[Records contained in a dataset]
··········
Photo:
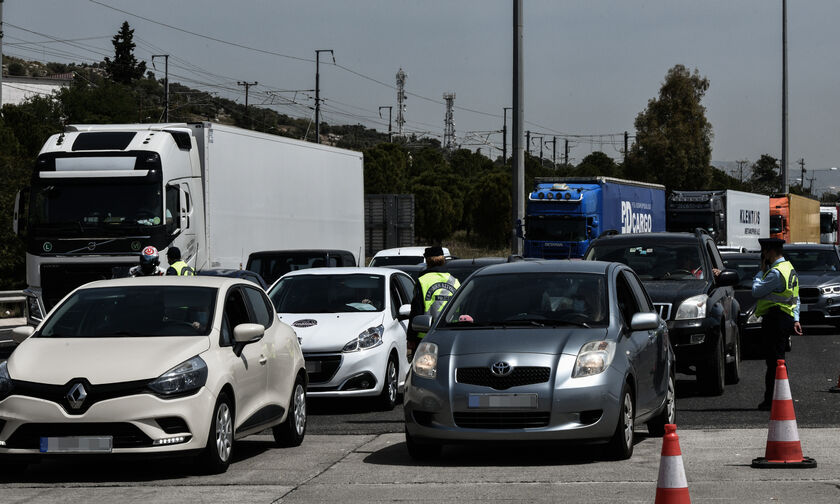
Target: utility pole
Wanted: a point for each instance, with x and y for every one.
(389, 107)
(801, 164)
(318, 91)
(504, 134)
(566, 153)
(784, 99)
(518, 162)
(166, 85)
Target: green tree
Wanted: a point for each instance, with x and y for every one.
(765, 175)
(124, 68)
(673, 137)
(598, 164)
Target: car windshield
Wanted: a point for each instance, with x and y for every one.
(813, 260)
(329, 293)
(529, 300)
(656, 261)
(133, 311)
(555, 228)
(396, 260)
(746, 267)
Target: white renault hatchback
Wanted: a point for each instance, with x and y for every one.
(352, 326)
(153, 365)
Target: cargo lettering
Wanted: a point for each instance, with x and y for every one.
(636, 217)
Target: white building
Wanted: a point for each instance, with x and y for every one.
(17, 89)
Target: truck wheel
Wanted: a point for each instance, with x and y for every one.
(620, 446)
(710, 374)
(733, 369)
(656, 427)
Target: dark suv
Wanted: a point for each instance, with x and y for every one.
(699, 307)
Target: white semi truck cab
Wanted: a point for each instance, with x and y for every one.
(99, 194)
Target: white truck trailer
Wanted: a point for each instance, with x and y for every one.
(101, 193)
(735, 219)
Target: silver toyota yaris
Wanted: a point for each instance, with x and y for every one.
(541, 351)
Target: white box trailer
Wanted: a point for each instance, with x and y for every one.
(101, 193)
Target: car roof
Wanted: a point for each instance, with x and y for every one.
(549, 265)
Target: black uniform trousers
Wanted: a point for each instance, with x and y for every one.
(776, 326)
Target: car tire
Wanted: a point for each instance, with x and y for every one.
(733, 369)
(390, 387)
(292, 431)
(620, 446)
(217, 454)
(656, 427)
(710, 377)
(421, 451)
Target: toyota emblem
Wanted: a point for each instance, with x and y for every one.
(77, 395)
(501, 369)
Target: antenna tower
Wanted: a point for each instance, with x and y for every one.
(401, 76)
(449, 122)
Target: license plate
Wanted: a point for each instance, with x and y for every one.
(503, 400)
(77, 444)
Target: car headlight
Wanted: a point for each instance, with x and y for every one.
(370, 338)
(35, 312)
(185, 377)
(425, 360)
(594, 357)
(5, 381)
(830, 289)
(692, 308)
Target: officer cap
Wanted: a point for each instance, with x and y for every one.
(771, 243)
(433, 251)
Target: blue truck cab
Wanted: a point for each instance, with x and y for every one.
(562, 215)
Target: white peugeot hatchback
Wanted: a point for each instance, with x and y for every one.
(153, 365)
(352, 327)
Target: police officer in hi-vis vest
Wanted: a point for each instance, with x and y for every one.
(176, 265)
(776, 287)
(433, 290)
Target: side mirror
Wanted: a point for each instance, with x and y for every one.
(644, 321)
(19, 334)
(248, 333)
(727, 277)
(421, 323)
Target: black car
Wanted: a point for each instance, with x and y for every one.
(747, 265)
(272, 264)
(234, 273)
(699, 306)
(818, 269)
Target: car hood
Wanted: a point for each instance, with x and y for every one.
(674, 291)
(329, 332)
(56, 361)
(818, 278)
(554, 341)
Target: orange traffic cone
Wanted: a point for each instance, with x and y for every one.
(783, 447)
(671, 487)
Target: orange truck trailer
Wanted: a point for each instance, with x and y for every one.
(794, 218)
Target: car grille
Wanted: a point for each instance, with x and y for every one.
(664, 310)
(126, 435)
(329, 366)
(499, 420)
(519, 376)
(809, 295)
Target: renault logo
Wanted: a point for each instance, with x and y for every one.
(501, 369)
(77, 395)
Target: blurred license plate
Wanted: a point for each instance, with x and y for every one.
(77, 444)
(503, 400)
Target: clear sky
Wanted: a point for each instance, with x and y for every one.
(590, 65)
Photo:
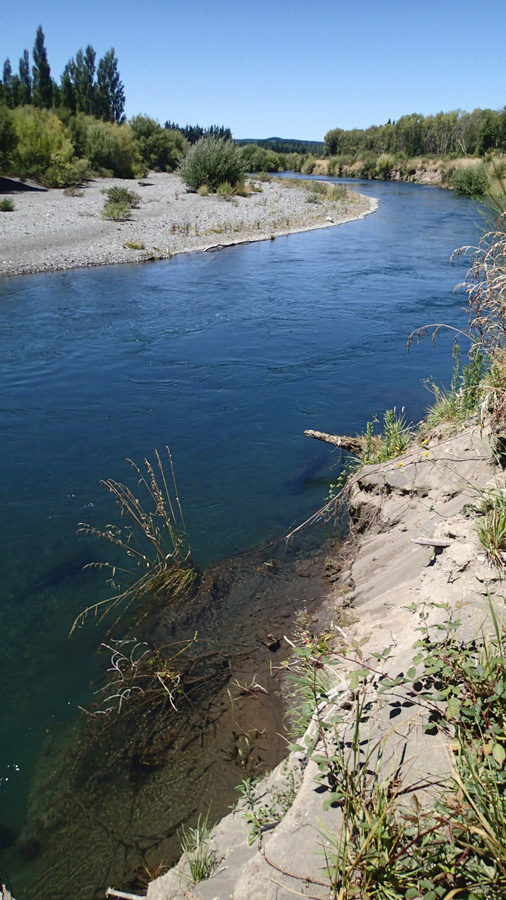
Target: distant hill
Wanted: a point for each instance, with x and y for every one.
(285, 145)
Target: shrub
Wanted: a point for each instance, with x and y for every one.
(8, 138)
(470, 182)
(44, 149)
(225, 190)
(112, 148)
(308, 165)
(160, 148)
(212, 161)
(118, 212)
(119, 194)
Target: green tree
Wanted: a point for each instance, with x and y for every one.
(25, 81)
(84, 81)
(7, 84)
(42, 84)
(8, 139)
(159, 147)
(67, 86)
(110, 90)
(212, 161)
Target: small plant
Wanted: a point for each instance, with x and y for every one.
(492, 530)
(464, 397)
(395, 438)
(212, 161)
(118, 212)
(154, 541)
(263, 816)
(199, 854)
(73, 190)
(119, 203)
(225, 190)
(470, 182)
(119, 194)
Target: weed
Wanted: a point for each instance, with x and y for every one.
··········
- [Your task]
Leave out the pictures and restate everything else word for word.

- [Correct answer]
Photo:
Target: utility pole
Wanted: a point for each instance, with x and y for every one.
(389, 107)
(801, 164)
(318, 91)
(504, 134)
(566, 153)
(784, 99)
(518, 162)
(166, 85)
Target: green tree
Wanted: a point for each instance, with x and y for every one.
(765, 175)
(124, 68)
(673, 137)
(598, 164)
Target: car windshield
Wanted: a point for each instance, with x and y for every one.
(813, 260)
(329, 293)
(529, 300)
(656, 261)
(133, 311)
(555, 228)
(396, 260)
(746, 267)
Target: white renault hatchback
Wanted: a point for each instance, with x and y for every one.
(352, 326)
(153, 365)
Target: cargo lettering
Wanted: a point for each instance, with x and y for every one.
(636, 217)
Target: white building
Wanted: a point for each instance, with x and y for every one.
(17, 89)
Target: truck wheel
Wanted: a point for each instance, with x and y for every one.
(620, 446)
(710, 374)
(733, 369)
(656, 427)
Target: dark suv
Wanted: a point for each instance, with x and y for every one.
(699, 307)
Target: white semi truck cab
Wanted: a point for each instance, with x and y for every one.
(99, 194)
Target: white truck trailer
Wanted: a point for each instance, with x and y for every one.
(101, 193)
(735, 219)
Target: silver toyota yaris
Wanted: a point for each instance, with x and y for every one.
(541, 351)
Target: white box trailer
Wanted: a point for each instance, with x and y for every one.
(101, 193)
Target: car roof
Wanted: a point for each instance, with x and y for every one.
(549, 265)
Target: black uniform trousers
Wanted: a point for each instance, with x and y for every one.
(776, 326)
Target: car tire
Wanted: a point for each instance, with x and y for every one.
(733, 369)
(390, 387)
(292, 431)
(620, 446)
(217, 454)
(656, 427)
(710, 377)
(421, 451)
Target: toyota emblem
Wanted: a point for each instance, with x and y for every one.
(77, 395)
(501, 369)
Target: antenna tower
Wanted: a point for each instance, with x and y for every one.
(401, 76)
(449, 122)
Target: license plate
Wanted: a point for each instance, with x and y for every one.
(503, 400)
(77, 444)
Target: car headlight
Wanted: a point for each instance, with x and y for every one.
(370, 338)
(35, 312)
(185, 377)
(425, 360)
(594, 357)
(5, 381)
(830, 289)
(692, 308)
Target: officer cap
Wanted: a point for each instance, with x and y for every one.
(771, 243)
(433, 251)
Target: blue truck cab
Wanted: a point for each instance, with x and y for every one.
(562, 215)
Target: white peugeot hatchback
Wanted: a point for each instance, with x and y for every one.
(153, 365)
(352, 327)
Target: police officer in hi-vis vest
Wanted: a point for each instance, with x and y for every one.
(176, 265)
(776, 287)
(433, 290)
Target: side mirror
Wanted: a point for each instance, with x and y for every one.
(644, 321)
(19, 334)
(248, 333)
(727, 277)
(421, 323)
Target: black car
Wanted: a point for each instance, with x and y for every one.
(747, 265)
(272, 264)
(234, 273)
(699, 306)
(818, 269)
Target: car hood
Wanted: a point for each instance, with x and y for every one.
(674, 291)
(329, 332)
(56, 361)
(818, 278)
(554, 341)
Target: orange traffic cone
Wanted: a point for each instance, with x and y for every one.
(783, 447)
(671, 487)
Target: orange truck trailer
Wanted: a point for each instance, with x and y for every one.
(794, 218)
Target: car grille
Wanted: a point for each instance, with x and y for every one.
(664, 310)
(126, 435)
(329, 366)
(499, 420)
(519, 376)
(809, 295)
Target: renault logo
Wanted: a point for each instance, with x and y for every one.
(501, 369)
(77, 395)
Target: blurred license plate
Wanted: a point for each instance, with x and y for every one.
(77, 444)
(503, 400)
Target: clear sky
Wanted: a point for each instance, with x and y for every one.
(590, 65)
Photo:
Target: distant hill
Wanted: a point for each instance, with x and y for every one.
(285, 145)
Target: shrub
Wanted: a point for each instance, with x and y for every one.
(8, 138)
(470, 182)
(44, 149)
(225, 190)
(112, 148)
(308, 165)
(160, 148)
(212, 161)
(118, 212)
(119, 194)
Target: green tree
Wanted: a point for each instance, with x and y for every one.
(25, 81)
(84, 81)
(7, 84)
(42, 84)
(8, 139)
(159, 147)
(67, 86)
(110, 90)
(212, 161)
Target: small plant
Wanted: a point for each instance, with x and y for every one.
(492, 530)
(464, 397)
(395, 438)
(212, 161)
(118, 212)
(154, 541)
(263, 816)
(199, 854)
(73, 190)
(119, 203)
(225, 190)
(470, 182)
(119, 194)
Target: weed
Wanted: a point for each instance, with x and y for every one.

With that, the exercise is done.